We, therefore, need executives who are able to implement following steps:
1. Define how developed the IT-architecture should be in the entire organization
2. Decide which specific systems, people and processes need to change
3. Determine the sequence and scope of these changes
From McKinsey's "Culture for a digital age"
We notice that the most significant challenge to meeting digital priorities (end-to-end modernizing),
are cultural and behavioral challenges:
- a fear of taking risks
- functional and departmental silos that don't communicate or integrate
⇒ there is a strong need for integration (which cannot solely be done by IT)
In conclusion, IT is relevant to understand as we need business leaders with great IT capabilities in
our age of digitalization, automation and artificial intelligence.
→ organizations should move from siloed SBU's to holistically digitized organizations
→ therefore the organizational culture and skill-set need to change as well
→ and thus will everyone be involved in designing and implementing information systems
We need to have a basic understanding of IT and cannot leave it to just the IT-people, as in the future,
everyone involved in an organizational structure will need to design, implement and operate IS.
DATA, INFORMATION AND KNOWLEDGE
Data = raw observed facts of events like business transactions, logs,...
→ useless an sich: we cannot make decisions based on raw data
→ data are the building blocks of information
→ e.g. numbers, documents, raw facts,...
Information = processed data, useful for the decision making process
→ built out of data
→ provides context to raw observed facts (= data)
Knowledge = the ability to perform certain tasks by combining data with own information and
experience.

» **Dataset content**

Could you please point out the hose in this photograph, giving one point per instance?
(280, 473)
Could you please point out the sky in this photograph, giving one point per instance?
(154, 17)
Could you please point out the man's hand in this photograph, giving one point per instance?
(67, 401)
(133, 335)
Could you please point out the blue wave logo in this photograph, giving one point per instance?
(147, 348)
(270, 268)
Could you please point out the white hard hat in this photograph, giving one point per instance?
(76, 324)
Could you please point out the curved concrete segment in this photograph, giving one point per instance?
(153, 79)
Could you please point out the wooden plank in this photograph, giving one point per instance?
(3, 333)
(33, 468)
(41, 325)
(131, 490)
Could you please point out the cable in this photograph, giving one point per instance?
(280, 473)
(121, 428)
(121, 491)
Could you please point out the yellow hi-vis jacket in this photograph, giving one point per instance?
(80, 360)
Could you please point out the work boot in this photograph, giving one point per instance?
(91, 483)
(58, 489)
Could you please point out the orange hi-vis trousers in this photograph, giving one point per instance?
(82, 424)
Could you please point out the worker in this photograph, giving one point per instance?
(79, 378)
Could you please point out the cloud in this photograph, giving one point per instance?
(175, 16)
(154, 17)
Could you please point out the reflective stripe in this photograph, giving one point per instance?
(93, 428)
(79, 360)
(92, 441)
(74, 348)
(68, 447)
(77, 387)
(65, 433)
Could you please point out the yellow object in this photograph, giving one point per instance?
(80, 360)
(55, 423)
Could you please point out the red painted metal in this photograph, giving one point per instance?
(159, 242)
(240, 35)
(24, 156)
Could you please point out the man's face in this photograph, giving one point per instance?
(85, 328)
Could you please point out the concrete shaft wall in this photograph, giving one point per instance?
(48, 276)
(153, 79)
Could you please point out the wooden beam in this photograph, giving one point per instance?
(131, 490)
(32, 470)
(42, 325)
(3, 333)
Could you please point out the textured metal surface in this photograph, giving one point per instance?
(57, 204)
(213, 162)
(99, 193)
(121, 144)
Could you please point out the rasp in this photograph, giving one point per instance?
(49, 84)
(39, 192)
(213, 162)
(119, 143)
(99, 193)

--

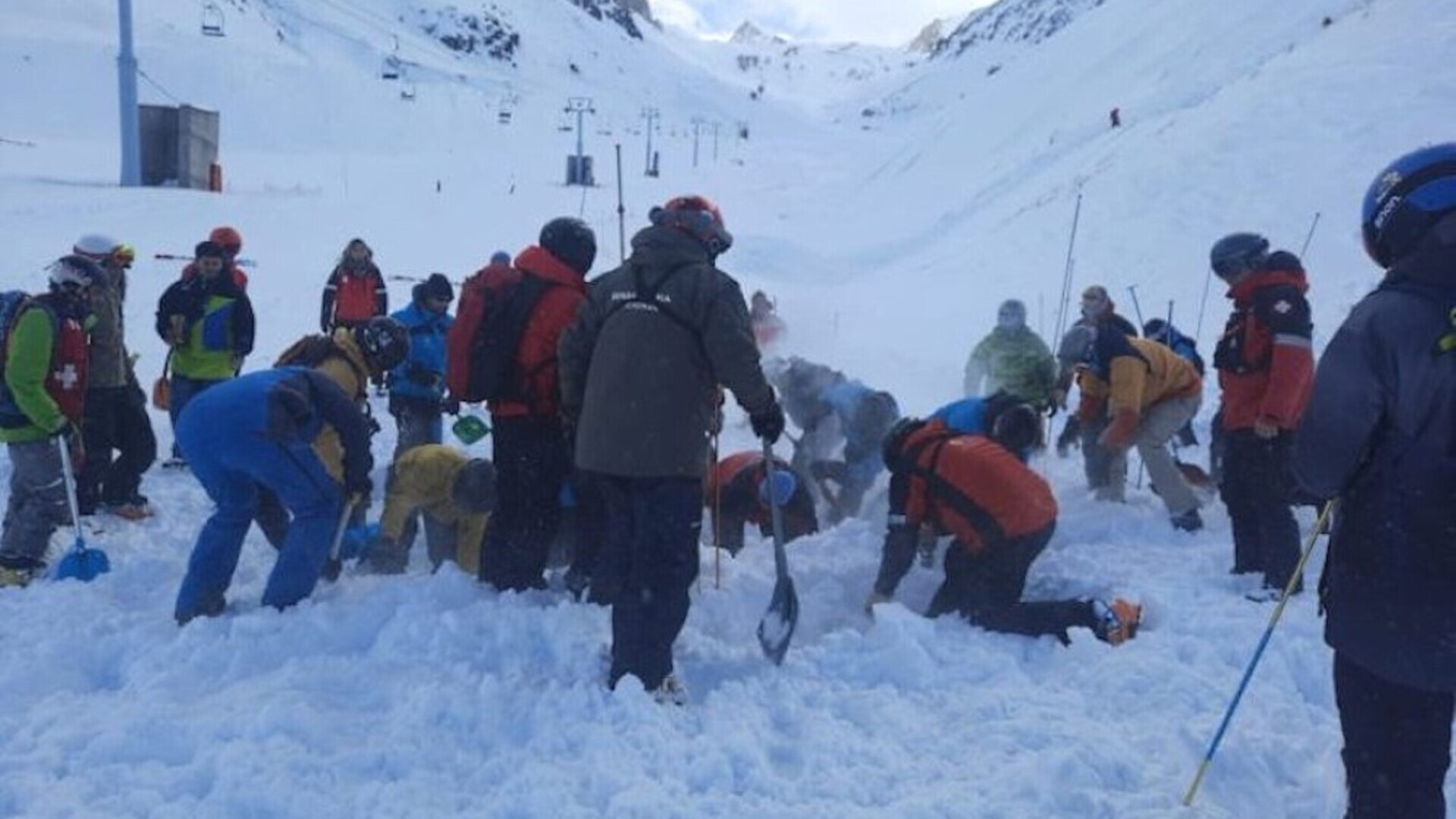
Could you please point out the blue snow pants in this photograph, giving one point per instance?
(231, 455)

» **Work to do**
(1) According to the notes on IT in organizations, what is information?
(2) Carry on the notes on IT in organizations from their last line.

» **Final results**
(1) Processed data that is useful for the decision-making process.

(2)
It is important to note that knowledge and information are personal:
one person's information is merely data for another unless a meaning is put on it!
This is dangerous → possibility that certain people are irreplaceable as they are the only
ones with the knowledge to operate certain business processes.
,An example:
data: 50109
information: - 5/01/09 (date?)
- 50,109 (payment information?)
- 50109 (ZIP code?)
→ data can be interpreted in many ways. It would be foolish to have only one person that is able to
process the data into useful information.
⇒ Information Systems provide the framework that allows everyone to understand data and process
for useful information.
METADATA
The way Information Systems make data more comprehensible is through metadata.
Metadata = information about data and/or information
Some examples:
1. Dublin Core → standard developed to describe electronic sources to improve the
traceability of a document
2. XML → standard language to make search queries more efficient
There are several elements why metadata information is so important:
- it makes information more comprehensible to humans and computers
- it increases the value of information (since everyone can use it now)
→ data is able to become information
- people are not irreplaceable anymore, since others can still use and understand information,
even if the other person left the company
- information can easily be shared between people / companies since the context remains
→ data is able to stay information
SYSTEMS
A system is a set of elements. These elements are related to each other and, possibly, to elements
from the universe of discourse and are joined for a specific purpose.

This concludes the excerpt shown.